● Assigned task 1: Duplicate the part of the XXY passage between "At birth a minority" and "in 10 boys.", inclusive.
● Assigned task 2: For each statement, decide whether the XXY passage supports it and answer yes or no, quoting the passage's deciding words. (a) In most XXY boys, gynaecomastia was permanent. (b) Of the XXY cases, 42% received speech therapy. (c) During adolescence and early adulthood, the XXY group had a higher percentage with convictions than the controls.

At birth the XXY infants were smaller in weight, length, and head circumference than the controls, and head circumference remained between the 10th and 25th centiles reflecting a small adverse effect on brain growth,11 found also in our study of 12 XXY youths from a sex chromatin survey of newborns in 1959–62.12During childhood there was a notable increase in height velocity between 5 and 8 years of age owing to greater leg growth, but the magnitude and timing of the pubertal growth spurt did not differ from the controls, with a final height of 186 cm.13 A tendency to central obesity was observed in 75% of the XXY boys with skinfold thickness exceeding that of the controls from 6 years of age.
At birth a minority of the XXY infants had underdevelopment of the penis and there was a good response to local (2% testosterone cream) or systemic (single injection of 25 mg testosterone enanthate) treatment. The testes were initially normal in size and consistency but failed to grow normally. At the onset of puberty at 11.9 years the testes enlarged to around only 5 ml volume, except for two cases in which there was enlargement to 12 ml followed by involution. By the end of puberty the penis was of normal size in 77%, and pubic hair had progressed to Tanner stage 6 in 10 boys.
Gynaecomastia was observed in 56% but was transient in most, lasting one to three years: it was also noted in 36% of the controls. One XXY boy had bilateral mastectomies performed by a plastic surgeon with excellent results.
Prenatal testosterone in XXY fetuses were measured in amniotic fluid and did not differ from XY fetuses.14 The postnatal surge in testosterone15 also occurred in XXY infants with a comparable peak concentration to that of controls.16 17Similarly, during childhood testosterone concentrations in saliva were normal and started to rise at the onset of puberty, but by age 16 they were significantly lower than in controls,12 18 and gonadotrophin became raised six months after the onset of puberty.
Delayed speech development was more common in XXY cases, with 42% having speech therapy. The mean WISC verbal scores of 94.3 (range 65 to 129) and performance 97.6 (range 75 to 128) were significantly lower than controls and siblings and, as before, the social class gradient was preserved. These findings are in agreement with other population based studies in children9 12 19 20 and adults.21 Difficulty in learning to read was experienced by 77% of the XXY boys and remedial help was given. Mathematical ability was also significantly poorer, as was short and long term memory.1 However, the two boys with the highest IQ scores obtained university degrees. In 1972 Becker recorded that among his endocrine clinic series of 104 men with Klinefelter syndrome there were physicians, engineers, ministers, and accountants.22
BEHAVIOUR AND PERSONALITY
At the age of 3 years the behaviour rating questionaire23 showed that the XXY boys had difficulties in relationships with peers and siblings3 and this remained a problem throughout childhood. Most boys were quiet and unassertive, disliking rough games and being easily moved to tears when bullied by other children. On the Rutter parental questionnaire at age 11–15 they had a raised total score for problems, but differed from the XYY boys in that it was the neurotic score that was higher, not the antisocial score. The rate of psychiatric referral at 26% was higher than for controls (9%) but lower than for the XYY boys. During adolescence and early adulthood there was no increase in the percentage with convictions compared with the controls.

● Entries provided:
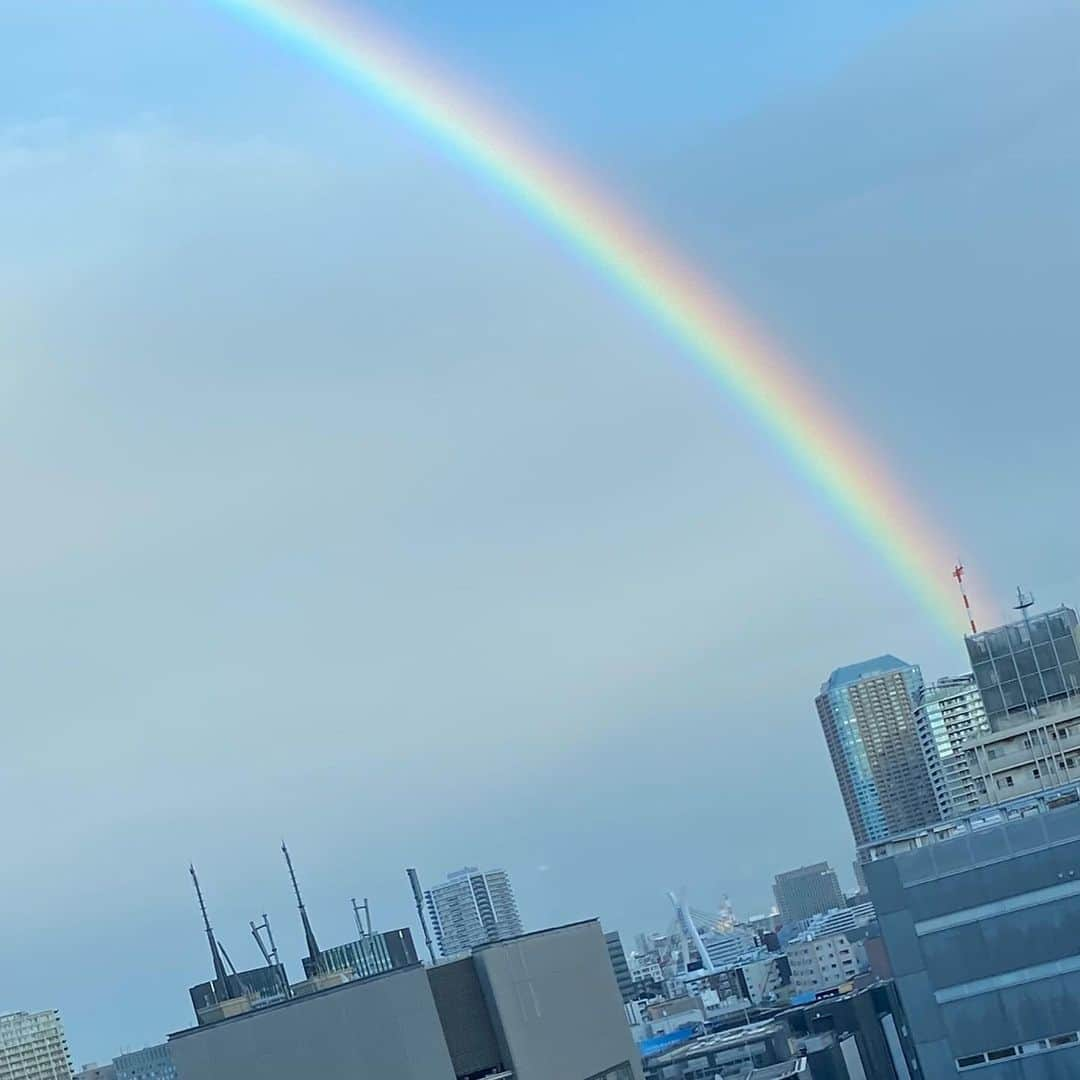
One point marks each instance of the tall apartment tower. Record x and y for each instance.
(948, 714)
(472, 908)
(809, 890)
(866, 713)
(32, 1047)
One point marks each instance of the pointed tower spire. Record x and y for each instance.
(313, 953)
(220, 974)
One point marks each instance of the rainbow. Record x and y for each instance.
(719, 338)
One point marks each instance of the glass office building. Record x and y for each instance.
(1026, 663)
(866, 713)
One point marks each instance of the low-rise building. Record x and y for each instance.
(981, 917)
(819, 963)
(539, 1007)
(860, 1034)
(34, 1047)
(732, 1053)
(152, 1063)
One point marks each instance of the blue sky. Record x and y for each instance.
(343, 507)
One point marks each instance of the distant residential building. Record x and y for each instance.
(153, 1063)
(829, 947)
(807, 891)
(34, 1047)
(1027, 663)
(854, 1035)
(819, 963)
(948, 714)
(676, 1014)
(472, 908)
(866, 715)
(620, 967)
(539, 1007)
(724, 950)
(93, 1071)
(1030, 752)
(981, 917)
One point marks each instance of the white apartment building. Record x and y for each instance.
(32, 1047)
(820, 963)
(472, 908)
(948, 714)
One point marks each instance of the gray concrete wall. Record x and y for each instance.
(948, 977)
(467, 1025)
(556, 1006)
(385, 1027)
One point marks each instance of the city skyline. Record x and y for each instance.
(426, 548)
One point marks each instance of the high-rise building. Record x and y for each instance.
(981, 917)
(866, 714)
(32, 1047)
(1026, 663)
(948, 714)
(1028, 676)
(807, 891)
(153, 1063)
(472, 908)
(620, 967)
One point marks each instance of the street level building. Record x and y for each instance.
(472, 908)
(34, 1047)
(539, 1007)
(732, 1053)
(860, 1035)
(981, 918)
(820, 963)
(807, 891)
(94, 1071)
(866, 715)
(1027, 752)
(948, 714)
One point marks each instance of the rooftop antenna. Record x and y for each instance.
(219, 972)
(313, 953)
(1024, 601)
(269, 950)
(958, 574)
(366, 908)
(418, 896)
(228, 959)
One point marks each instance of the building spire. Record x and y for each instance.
(220, 974)
(313, 952)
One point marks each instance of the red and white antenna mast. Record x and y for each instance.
(958, 574)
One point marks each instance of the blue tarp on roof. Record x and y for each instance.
(661, 1042)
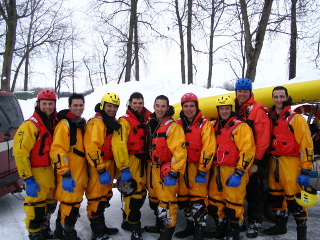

● Answer area 1:
At birth a minority of the XXY infants had underdevelopment of the penis and there was a good response to local (2% testosterone cream) or systemic (single injection of 25 mg testosterone enanthate) treatment. The testes were initially normal in size and consistency but failed to grow normally. At the onset of puberty at 11.9 years the testes enlarged to around only 5 ml volume, except for two cases in which there was enlargement to 12 ml followed by involution. By the end of puberty the penis was of normal size in 77%, and pubic hair had progressed to Tanner stage 6 in 10 boys.

● Answer area 2:
(a) No: "was transient in most, lasting one to three years"
(b) Yes: "with 42% having speech therapy"
(c) No: "there was no increase in the percentage with convictions compared with the controls"